Instructions for the task: Change "rough mask" to "coarse mask" in the lines from the start of the records up to and including the line with "positive clicks: (55, 753)", and give back only those lines with nothing else altered.

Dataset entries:
Content starts
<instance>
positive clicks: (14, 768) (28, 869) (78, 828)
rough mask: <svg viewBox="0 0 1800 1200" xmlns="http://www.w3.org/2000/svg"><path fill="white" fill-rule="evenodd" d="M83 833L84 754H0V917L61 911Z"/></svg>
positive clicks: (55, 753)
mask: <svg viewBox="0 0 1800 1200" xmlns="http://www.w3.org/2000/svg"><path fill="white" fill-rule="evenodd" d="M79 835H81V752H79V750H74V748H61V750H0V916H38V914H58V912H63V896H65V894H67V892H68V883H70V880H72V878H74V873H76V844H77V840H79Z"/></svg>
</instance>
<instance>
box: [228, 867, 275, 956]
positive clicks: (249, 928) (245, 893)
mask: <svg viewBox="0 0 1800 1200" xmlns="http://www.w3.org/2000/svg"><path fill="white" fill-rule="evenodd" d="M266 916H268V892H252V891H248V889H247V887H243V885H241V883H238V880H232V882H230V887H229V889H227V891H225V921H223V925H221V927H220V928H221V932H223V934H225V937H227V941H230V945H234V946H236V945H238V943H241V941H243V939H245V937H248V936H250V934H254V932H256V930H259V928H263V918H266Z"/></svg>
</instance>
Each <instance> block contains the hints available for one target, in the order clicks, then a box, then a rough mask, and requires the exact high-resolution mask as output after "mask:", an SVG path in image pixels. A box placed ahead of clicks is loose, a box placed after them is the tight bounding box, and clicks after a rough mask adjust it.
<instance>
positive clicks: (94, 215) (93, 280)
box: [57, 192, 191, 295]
Content ends
Output for this exercise:
<instance>
positive clicks: (14, 768) (28, 869) (78, 828)
coarse mask: <svg viewBox="0 0 1800 1200" xmlns="http://www.w3.org/2000/svg"><path fill="white" fill-rule="evenodd" d="M83 833L84 754H0V917L61 911Z"/></svg>
positive clicks: (55, 753)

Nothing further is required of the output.